- [必要な作業]:
A) 環境省通知の紹介記事を読み、次の問いに答えよ。答えも(i)〜(iii)で示すこと。
(i) 紹介されている通知は、環境省から何年何月何日に出されたか。
(ii) 「① コンテンツ」の3番目に挙げられている項目は何か。
(iii) 「ざっくり言うと」によれば、どのような場合にオンライン監査も認められるか。
B) 環境省通知の紹介記事から、「この通知により、実際の委託先」で始まり「釈の明確化等について(通知)」で終わる部分を一字一句変えずに書き写せ。

- [抜粋本文]:
【DX】デジタルを用いた処理委託先監査 〜環境省通知〜(2024.01.07)
環境省が 2023.03.31 に出された「デジタル原則を踏まえた廃棄物の処理及び清掃に関する法律等の適用に係る解釈の明確化等について」の通知について、廃棄物処理法の解釈を一部明確化し、デジタル化の促進を図る通知となっておりますので、ご紹介いたします。
この通知により、実際の委託先監査の社内ルールを必要に応じて改訂されることも検討しながら、ご確認いただければと思います。
🔳 Webサイト
https://www.env.go.jp/content/000126058.pdf
デジタル原則を踏まえた廃棄物の処理及び清掃に関する法律等の適用に係る解釈の明確化等について(通知)
① コンテンツ
1.排出事業者の処理状況の確認について
2.報告及び立入検査について
3.技術管理者及び廃棄物処理責任者の職務の実施について
4.許可の申請等について
5.書類の閲覧・縦覧等について
② ポイント解説
コンテンツごとにポイントを解説いたします。
1.排出事業者の処理状況の確認(委託先監査)について
◾️ ざっくり言うと
✅ 廃棄物の処理委託が継続して行われており、その処理状況に問題がない場合、オンライン監査も認められる
◾️ 解説
まずは、通知の当該部分を以下に記しましたので、アンダーラインの部分を中心にお読みいただければと思います。
法第3条第1項及び第 12 条第7項において、排出事業者は、その事業活動に伴って生じた廃棄物を自らの責任において適正に処理しなければならず、その産業廃棄物の処理を他人に委託する場合には、処理の状況に関する確認を行い、最終処分が終了するまでの一連の処理が適正に行われるために必要な措置を講ずるように努めなければならないこととされている。その処理の状況に関する確認にあたっては、処理を委託した産業廃棄物の保管状況や実際の処理工程等について処理業者とコミュニケーションをとりながら確認を行うことや、公開されている情報について不明な点や疑問点があった場合には処理業者に回答を求めることなど、法に基づき適正な処理がなされているかを実質的に確認することが重要である。

- [資料]:

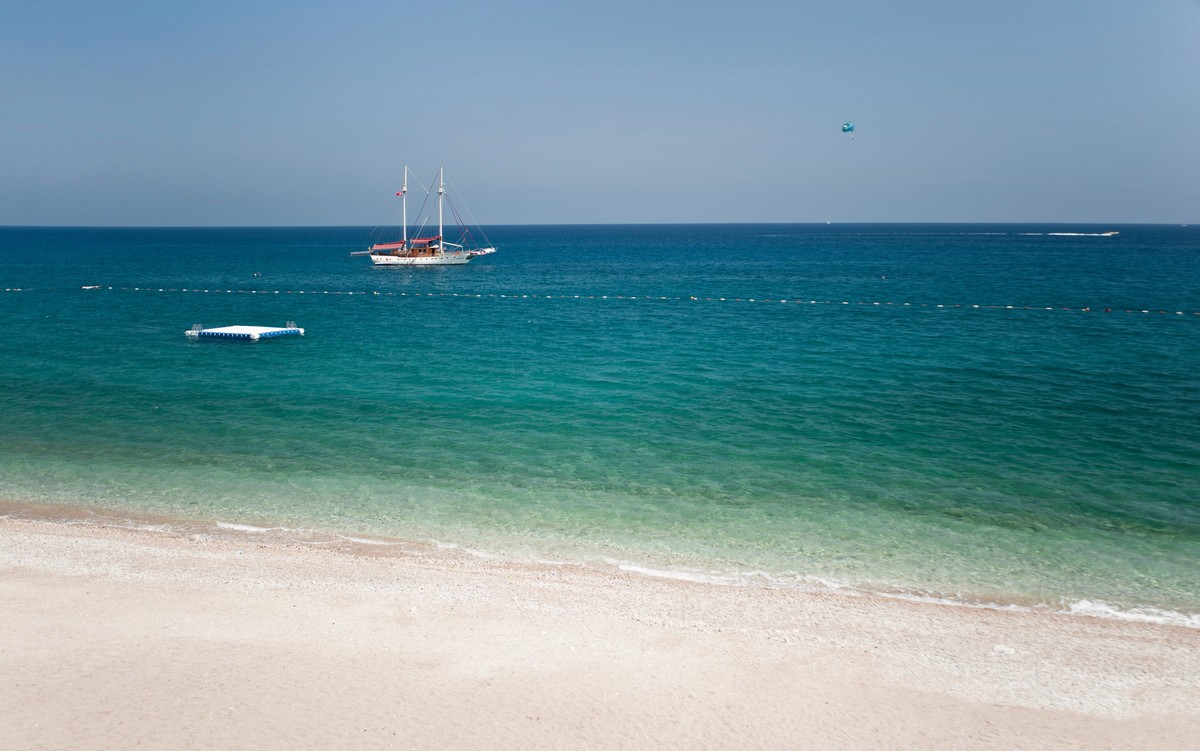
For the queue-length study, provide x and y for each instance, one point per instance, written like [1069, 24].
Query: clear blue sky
[270, 113]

- [想定解答]:
A)
(i) 2023年3月31日
(ii) 技術管理者及び廃棄物処理責任者の職務の実施について
(iii) 廃棄物の処理委託が継続して行われており、その処理状況に問題がない場合

B)
この通知により、実際の委託先監査の社内ルールを必要に応じて改訂されることも検討しながら、ご確認いただければと思います。
🔳 Webサイト
https://www.env.go.jp/content/000126058.pdf
デジタル原則を踏まえた廃棄物の処理及び清掃に関する法律等の適用に係る解釈の明確化等について(通知)